## QUOTED PASSAGE
In orchards, in backyards and on lifestyle blocks, people are growing a huge range of fruit. There’s also a movement towards planting fruit trees on public land – parks, roadsides and in community orchards. This is great because with smaller sections many people don’t have space for large trees.

In my Hamilton neighbourhood there are orange and mandarin trees laden with beautiful ripe fruit. The golden apples pictured are tree-ripened granny smiths in a neighbour’s backyard, still good eating in the middle of winter. This time last year I would have had tamarillos, but my tree has been sadly stressed by drought and now frost, and I think I’ll have to replace it.

This is a great time of year to plant fruit trees. They’re very cost effective – they’ll easily repay the investment with one season’s fruit. And they don’t take much looking after.

With a bit of planning, you can harvest homegrown fruit 365 days a year. It’s a matter of working out when the fruit will ripen. I was interested to learn that different kinds of oranges and mandarins bear fruit at different times – if you plant the right varieties you can eat citrus all year round. The same goes for lemons. I get annoyed when I see oranges from the USA or Australia in the supermarket – we could so easily be eating locally grown oranges, without needing coolstores and long-distance freight.

Twelve months of fruit

This list gives an idea of the possibilities for fruit growing in the Waikato. It’s my own synthesis from two highly knowledgeable sources: Maxine Fraser; and Clare Jackson and Tim Newton of Greenfootprint. Maxine is involved with the Treecrops Association and also teaches a module on trees for the Hamilton Permaculture Trust’s Permaculture Design Certificate Clare and Tim teach food gardening, garden design and tree care, amongst other things.

## SUPPLIED DATA
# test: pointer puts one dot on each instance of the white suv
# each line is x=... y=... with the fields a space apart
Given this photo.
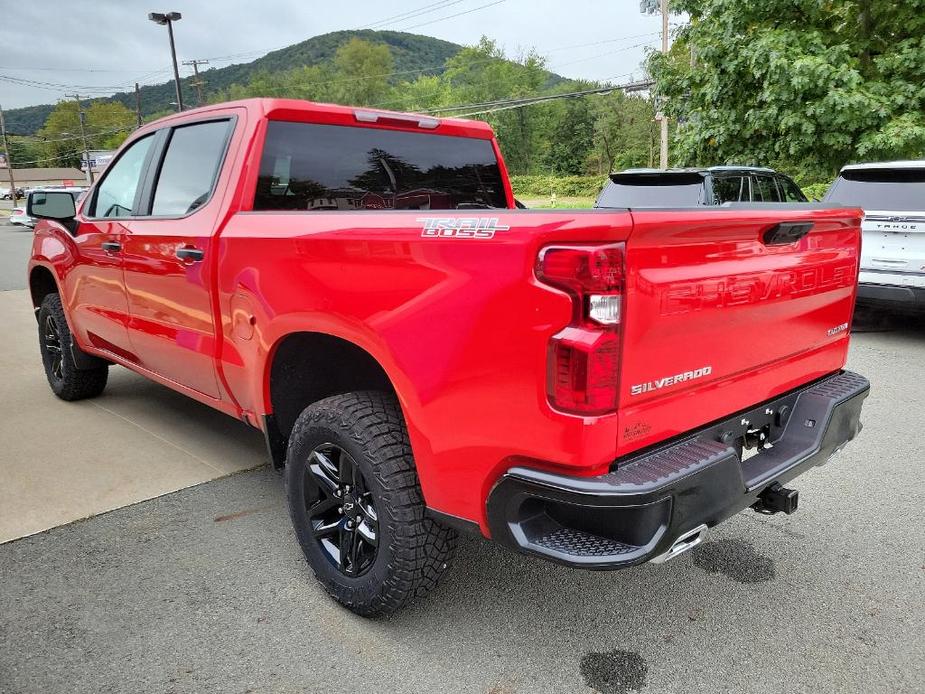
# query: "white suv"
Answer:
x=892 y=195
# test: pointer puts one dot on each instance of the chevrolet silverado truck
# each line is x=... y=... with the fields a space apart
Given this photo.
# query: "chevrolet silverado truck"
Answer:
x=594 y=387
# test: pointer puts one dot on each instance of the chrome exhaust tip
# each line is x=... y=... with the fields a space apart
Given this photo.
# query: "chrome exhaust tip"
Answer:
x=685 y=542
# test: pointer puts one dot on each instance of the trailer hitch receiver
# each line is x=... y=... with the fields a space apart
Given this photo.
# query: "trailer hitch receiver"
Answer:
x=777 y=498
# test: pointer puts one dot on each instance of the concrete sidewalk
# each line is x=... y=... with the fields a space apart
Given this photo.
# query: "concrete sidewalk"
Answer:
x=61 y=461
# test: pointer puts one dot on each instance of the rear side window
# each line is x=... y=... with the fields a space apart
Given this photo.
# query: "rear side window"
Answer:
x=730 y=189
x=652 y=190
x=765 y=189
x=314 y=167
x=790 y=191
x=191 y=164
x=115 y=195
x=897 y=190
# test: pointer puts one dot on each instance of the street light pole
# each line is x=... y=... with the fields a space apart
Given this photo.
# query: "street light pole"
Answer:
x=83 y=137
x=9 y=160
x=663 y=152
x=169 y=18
---
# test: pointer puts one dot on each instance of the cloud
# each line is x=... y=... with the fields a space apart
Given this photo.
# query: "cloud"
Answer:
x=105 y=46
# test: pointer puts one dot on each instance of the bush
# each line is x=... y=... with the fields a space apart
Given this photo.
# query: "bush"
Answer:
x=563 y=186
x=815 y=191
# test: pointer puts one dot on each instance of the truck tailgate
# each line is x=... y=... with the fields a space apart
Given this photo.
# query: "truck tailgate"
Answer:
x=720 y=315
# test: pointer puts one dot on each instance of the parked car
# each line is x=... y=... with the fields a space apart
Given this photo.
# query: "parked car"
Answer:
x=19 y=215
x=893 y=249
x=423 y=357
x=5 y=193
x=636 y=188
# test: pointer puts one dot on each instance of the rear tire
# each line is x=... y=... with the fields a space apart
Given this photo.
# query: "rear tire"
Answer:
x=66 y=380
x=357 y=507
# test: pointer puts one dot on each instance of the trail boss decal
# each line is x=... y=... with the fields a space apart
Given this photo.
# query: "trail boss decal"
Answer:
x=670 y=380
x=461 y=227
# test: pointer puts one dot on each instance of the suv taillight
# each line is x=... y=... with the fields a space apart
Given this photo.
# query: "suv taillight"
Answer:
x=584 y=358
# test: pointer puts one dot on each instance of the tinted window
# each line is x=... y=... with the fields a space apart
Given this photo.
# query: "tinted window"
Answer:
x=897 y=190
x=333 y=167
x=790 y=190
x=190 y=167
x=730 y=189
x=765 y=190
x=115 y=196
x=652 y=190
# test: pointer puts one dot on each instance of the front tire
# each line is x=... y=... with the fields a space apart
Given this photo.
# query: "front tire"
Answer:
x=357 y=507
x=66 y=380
...
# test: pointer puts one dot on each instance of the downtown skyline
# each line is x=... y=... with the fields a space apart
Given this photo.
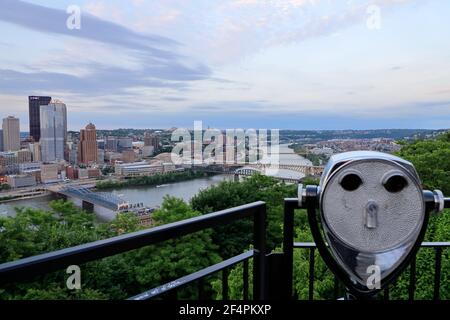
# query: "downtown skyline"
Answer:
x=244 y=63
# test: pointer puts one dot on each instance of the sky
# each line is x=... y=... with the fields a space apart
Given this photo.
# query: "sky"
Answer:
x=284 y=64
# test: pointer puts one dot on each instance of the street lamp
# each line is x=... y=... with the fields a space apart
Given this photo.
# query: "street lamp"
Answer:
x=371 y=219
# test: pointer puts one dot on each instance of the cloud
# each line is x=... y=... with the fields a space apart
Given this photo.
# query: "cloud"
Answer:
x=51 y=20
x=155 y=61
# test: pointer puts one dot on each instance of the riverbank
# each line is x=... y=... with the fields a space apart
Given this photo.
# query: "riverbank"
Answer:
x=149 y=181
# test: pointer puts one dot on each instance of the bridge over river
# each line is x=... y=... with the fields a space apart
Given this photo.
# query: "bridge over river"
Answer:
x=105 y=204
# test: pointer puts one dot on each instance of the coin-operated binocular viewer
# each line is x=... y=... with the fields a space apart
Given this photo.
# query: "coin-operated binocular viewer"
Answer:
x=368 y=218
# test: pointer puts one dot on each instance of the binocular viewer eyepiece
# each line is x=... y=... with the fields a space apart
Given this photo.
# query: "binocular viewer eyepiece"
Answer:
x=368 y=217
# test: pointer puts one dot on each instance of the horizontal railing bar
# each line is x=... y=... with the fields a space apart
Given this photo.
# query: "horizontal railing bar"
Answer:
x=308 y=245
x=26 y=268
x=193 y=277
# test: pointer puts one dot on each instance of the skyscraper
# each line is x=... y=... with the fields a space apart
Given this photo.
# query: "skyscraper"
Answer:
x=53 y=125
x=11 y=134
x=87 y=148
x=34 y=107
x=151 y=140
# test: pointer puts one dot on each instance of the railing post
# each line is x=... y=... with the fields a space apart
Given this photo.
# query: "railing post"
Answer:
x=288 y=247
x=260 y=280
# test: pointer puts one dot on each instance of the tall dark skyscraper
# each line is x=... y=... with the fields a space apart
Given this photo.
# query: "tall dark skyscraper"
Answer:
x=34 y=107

## JOB 1
For the fruit-growing text, decide whether each statement agrees with it. Answer yes or no for each, and quote the deciding words. (a) The writer's tamarillo tree has been stressed by drought and frost. (b) Fruit trees need a lot of looking after. (c) The list of Waikato fruit is drawn from three sources.
## JOB 2
Write out the stretch of the fruit-growing text from "In orchards, in" through "to replace it.", copying it exactly.

## RESPONSE 1
(a) Yes: "my tree has been sadly stressed by drought and now frost"
(b) No: "And they don’t take much looking after."
(c) No: "It’s my own synthesis from two highly knowledgeable sources"

## RESPONSE 2
In orchards, in backyards and on lifestyle blocks, people are growing a huge range of fruit. There’s also a movement towards planting fruit trees on public land – parks, roadsides and in community orchards. This is great because with smaller sections many people don’t have space for large trees.

In my Hamilton neighbourhood there are orange and mandarin trees laden with beautiful ripe fruit. The golden apples pictured are tree-ripened granny smiths in a neighbour’s backyard, still good eating in the middle of winter. This time last year I would have had tamarillos, but my tree has been sadly stressed by drought and now frost, and I think I’ll have to replace it.